» EXERCISE SET
1 - In the civil service reform review, what new level of careerists did the Civil Service Reform Act of 1978 call for?
2 - Write the next part of the civil service reform review, picking up right after its final sentence.

» EXCERPTED TEXT
________

Radical Reform of the Civil Service edited by Stephen E. Condrey and Robert Maranto
Lexington Books, Lanham, MD, 2001

The Future of Merit: Twenty Years after the Civil Service Reform Act edited by James P. Pfiffner and Douglas A. Brook
Woodrow Wilson Center Press, Washington, DC, 2000

Reforming the Civil Service for Government Performance: A Partnership Perspective by A.T. Rafiqur Rahman
University Press Limited, Dhaka, Bangladesh, 2001

  Reviewed by: David Schultz,
Hamline University
 
  Reviewed in: Public Administration Review  
  Date accepted online: 09/01/2003 Published in print: Volume 62, Issue 5, Pages 634-637  

Civil Service Reform

 

Two factors dominate the history of professional civil service personnel administration: First, the pursuit of merit; second, the desire for reform. Dating from the passage of the United States Pendleton Act in 1883, through the writings of Max Weber, Woodrow Wilson, and Progressive-era reformers such as Frank Goodnow, and even through the Minnowbrook conference, the Reagan Administration, and the years of National Performance Review, the desire to create an apolitical, competent, and efficient public administration has been premised upon the identification of the most qualified persons, hired based upon some test for fitness and granted tenure for life. Even though various forces have come to challenge exactly how merit is ascertained (use of standardized tests or other hiring procedures, or balanced with other competing values such as diversity and representativeness), few have really questioned the merit principle as a defining value of the civil service.

Yet, discomfort with the performance of the civil service has also generated repeated demands for reform. Often the call has been to make the civil service more efficient or productive, but demands have also been articulated for increased responsiveness of tenured civil servants to political leaders, for improved accountability, ethics, or organizational and individual performance. To secure these objectives, the scope of suggested reforms has varied from minor tinkering with pay, through administrative reorganization, privatization, and the introduction of market incentives, to a wholesale abandonment of merit and tenure systems. While demand for reform seems to take on a quadrennial flavor in the United States—with each new president offering new reforms and critiques of the federal bureaucracy—similar demands to improve the civil service are also popular and voiced around the world.

The Civil Service Reform Act of 1978 (CSRA 78) was the centerpiece of President Jimmy Carter’s efforts to revamp the American civil service. It called for major shakeups in staffing and organizing the federal service, a new compensation system, and a new level of careerists known as the Senior Executive Service (SES). Both sought to improve merit. Other nations around the world have also undertaken efforts in the last quarter century to reform some aspect of the civil service. What these reforms have accomplished and produced is the subject of three recent books.

________

» PROVIDED DATA
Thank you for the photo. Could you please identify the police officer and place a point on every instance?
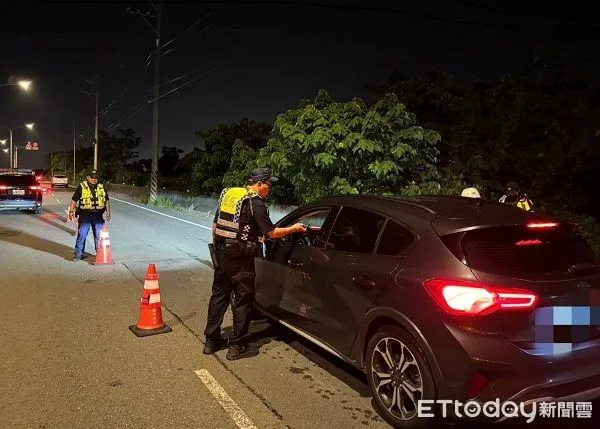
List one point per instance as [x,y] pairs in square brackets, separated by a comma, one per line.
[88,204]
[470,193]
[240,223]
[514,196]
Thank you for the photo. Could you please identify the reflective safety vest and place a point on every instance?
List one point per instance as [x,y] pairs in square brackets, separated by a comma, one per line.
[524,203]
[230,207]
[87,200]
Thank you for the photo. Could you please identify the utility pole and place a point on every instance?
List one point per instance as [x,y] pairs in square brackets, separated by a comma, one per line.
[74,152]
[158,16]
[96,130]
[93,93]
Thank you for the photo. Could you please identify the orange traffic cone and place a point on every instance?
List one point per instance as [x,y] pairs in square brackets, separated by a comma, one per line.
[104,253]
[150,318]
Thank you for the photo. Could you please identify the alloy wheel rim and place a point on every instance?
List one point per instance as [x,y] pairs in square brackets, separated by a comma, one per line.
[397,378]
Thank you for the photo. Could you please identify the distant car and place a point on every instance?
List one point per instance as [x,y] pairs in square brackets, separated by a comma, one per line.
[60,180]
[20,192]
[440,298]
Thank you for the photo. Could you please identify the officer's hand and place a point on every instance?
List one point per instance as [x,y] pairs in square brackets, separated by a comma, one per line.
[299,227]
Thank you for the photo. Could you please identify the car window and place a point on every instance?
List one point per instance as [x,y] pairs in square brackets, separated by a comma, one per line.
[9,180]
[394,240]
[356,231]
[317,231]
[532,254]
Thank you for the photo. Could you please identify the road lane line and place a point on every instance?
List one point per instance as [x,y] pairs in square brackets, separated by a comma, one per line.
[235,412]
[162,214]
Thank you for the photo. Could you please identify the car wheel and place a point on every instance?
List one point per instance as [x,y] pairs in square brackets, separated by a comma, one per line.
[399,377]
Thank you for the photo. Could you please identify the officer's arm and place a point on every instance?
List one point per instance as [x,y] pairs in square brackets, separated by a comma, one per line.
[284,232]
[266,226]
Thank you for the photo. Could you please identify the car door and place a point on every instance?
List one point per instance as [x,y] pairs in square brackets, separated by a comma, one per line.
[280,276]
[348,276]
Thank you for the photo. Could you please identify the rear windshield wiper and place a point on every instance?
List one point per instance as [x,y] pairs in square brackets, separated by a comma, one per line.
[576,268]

________

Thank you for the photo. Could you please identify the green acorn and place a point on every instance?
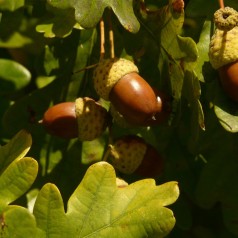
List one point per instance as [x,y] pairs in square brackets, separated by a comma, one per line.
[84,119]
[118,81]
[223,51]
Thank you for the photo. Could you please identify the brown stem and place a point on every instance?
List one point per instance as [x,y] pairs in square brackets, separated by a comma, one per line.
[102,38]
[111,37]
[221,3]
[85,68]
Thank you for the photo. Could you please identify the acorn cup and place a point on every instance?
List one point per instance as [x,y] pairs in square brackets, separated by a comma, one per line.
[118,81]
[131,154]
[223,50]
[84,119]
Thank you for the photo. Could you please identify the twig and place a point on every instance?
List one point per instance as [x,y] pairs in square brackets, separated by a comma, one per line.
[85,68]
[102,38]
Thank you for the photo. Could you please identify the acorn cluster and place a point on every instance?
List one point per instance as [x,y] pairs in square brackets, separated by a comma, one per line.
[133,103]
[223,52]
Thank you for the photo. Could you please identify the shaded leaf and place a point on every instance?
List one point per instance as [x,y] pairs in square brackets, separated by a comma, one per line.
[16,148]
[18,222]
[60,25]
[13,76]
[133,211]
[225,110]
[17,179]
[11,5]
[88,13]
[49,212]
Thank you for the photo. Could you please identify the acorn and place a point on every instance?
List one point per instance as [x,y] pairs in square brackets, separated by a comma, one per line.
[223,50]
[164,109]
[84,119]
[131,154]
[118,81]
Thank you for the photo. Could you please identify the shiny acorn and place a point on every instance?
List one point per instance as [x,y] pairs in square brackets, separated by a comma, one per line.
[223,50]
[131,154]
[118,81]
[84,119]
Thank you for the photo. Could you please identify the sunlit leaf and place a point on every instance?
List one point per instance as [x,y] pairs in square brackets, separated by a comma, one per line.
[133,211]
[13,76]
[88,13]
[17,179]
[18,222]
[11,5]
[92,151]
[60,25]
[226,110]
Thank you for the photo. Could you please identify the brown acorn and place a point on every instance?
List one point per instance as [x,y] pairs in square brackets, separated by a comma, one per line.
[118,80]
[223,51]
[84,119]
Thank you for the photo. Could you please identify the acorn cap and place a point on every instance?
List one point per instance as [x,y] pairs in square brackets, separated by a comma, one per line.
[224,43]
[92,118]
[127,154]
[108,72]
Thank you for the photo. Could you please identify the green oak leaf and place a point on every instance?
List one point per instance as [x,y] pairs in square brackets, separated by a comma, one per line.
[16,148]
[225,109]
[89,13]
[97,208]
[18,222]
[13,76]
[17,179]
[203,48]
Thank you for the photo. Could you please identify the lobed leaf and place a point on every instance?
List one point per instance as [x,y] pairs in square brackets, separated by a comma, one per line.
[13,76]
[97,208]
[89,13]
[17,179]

________

» RESULTS IN ORDER
1 - The Senior Executive Service (SES).

2 -
The edited volume by Pfiffner and Brook is a collection of essays commemorating the twentieth anniversary of the CSRA 78. The book brings together a reappraisal of this reform, as well as speculation on the future of merit and government in a multicultural and global world. Rahman’s work is a United Nations sponsored project, providing a more global view on civil service reform that searches for commonalities among strategies and lessons to be learned. Condrey and Maranto call for abandonment of the merit system and a return to spoils as the organizing principle guiding the civil service. Taken together, these books offer complementary and occasionally contrasting assessments of the state of civil service reform and merit.

Pfiffner and Brook: American Reform at the Close of the Twentieth Century

James Pfiffner’s opening essay provides a context for CSRA 78 as the end of a long period of civil service reform commencing with the Pendleton Act. Through the Progressive Era and into the 1960s—the golden age of merit according to the author—an increasing percentage of the federal service was classified. Confidence in the government’s ability to solve problems culminated in the Great Society, but the failures of Vietnam and the economic recessions of the 1970s cast a pall upon that faith. Nixon, deficit politics, and Watergate undermined the consensus that government was good, and encouraged antigovernment sentiments.

Dwight Ink, a Carter appointee who helped design CSRA 78, claims that the red tape of government was undermining merit. He describes the philosophy of the act: no one has a claim to a government job, those jobs belong to the people, and the people have a right to an effective government free from spoils, discrimination, and incompetence. CSRA 78 was to enhance accountability and pursuit of these other goals by streamlining personnel policies, decentralizing some processes, and centralizing others, replacing the Civil Service Commission with the Merit Service Protection Board and the Federal Labor Relations Authority, enhancing workforce planning, developing better training, instituting merit compensation and probationary periods for new managers, and creating a Senior Executive Service (SES) for top level executives. All were ambitious goals, and Ink notes that the Office of Personnel Management was supposed to take a central role in its implementation, yet it did not. Other important components of CSRA 78 similarly did not pan out.

Carolyn Ban examines CSRA 78 through the lens of National Performance Review (NPR). She sees the former as having a mixed legacy in terms of personnel management reforms, and says both initiatives are part of an ongoing cycle of reforms that have borrowed from the private sector and other countries. Ban, Joel Aberbach, and Bert Rockman see mixed results in the creation of the SES. They surveyed careerists and political appointees, finding the former expressed concern about pay, evaluation, and the political use of transfers.

Part two of the book turns to government performance and measurement. Patricia Ingraham and Donald Moynihan explore the changing notions of performance initiated by CSRA 78 and subsequent reforms. While in 1978 performance issues were examined at the individual level, by 1998 and the NPR, it had shifted to the organizational level. Similarly, Hal Rainey and Edward Kellough explore the many characteristics of high performance government agencies, focusing on the organization’s mission, leadership, and work environment. Barbara Romzek dissects the notion of accountability, asking to whom one is accountable, why, and what behavior is expected. These three chapters provide sophisticated analyses of what it means to be accountable and productive, stressing that the terms have layered meanings.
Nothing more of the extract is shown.